== Segment start ==

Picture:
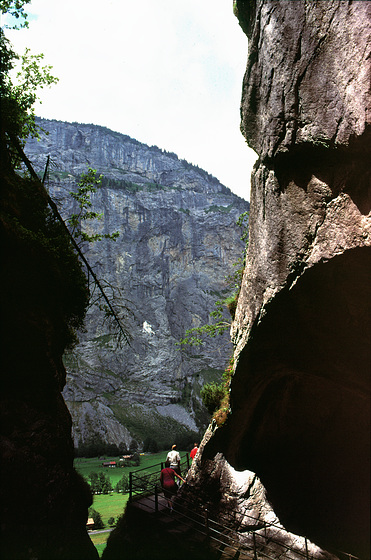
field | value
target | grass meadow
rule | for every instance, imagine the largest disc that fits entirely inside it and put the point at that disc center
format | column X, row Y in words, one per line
column 112, row 504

== Segment end ==

§ **Your goal**:
Where the line containing "target | grass meadow" appears in the records above, begin copying and continue through the last line; copy each line exactly and include no others.

§ **Output of the exercise**:
target | grass meadow
rule | for every instance, imagine the largest disc that fits entirely inside it and put the point at that disc center
format | column X, row Y in words, one per line
column 112, row 504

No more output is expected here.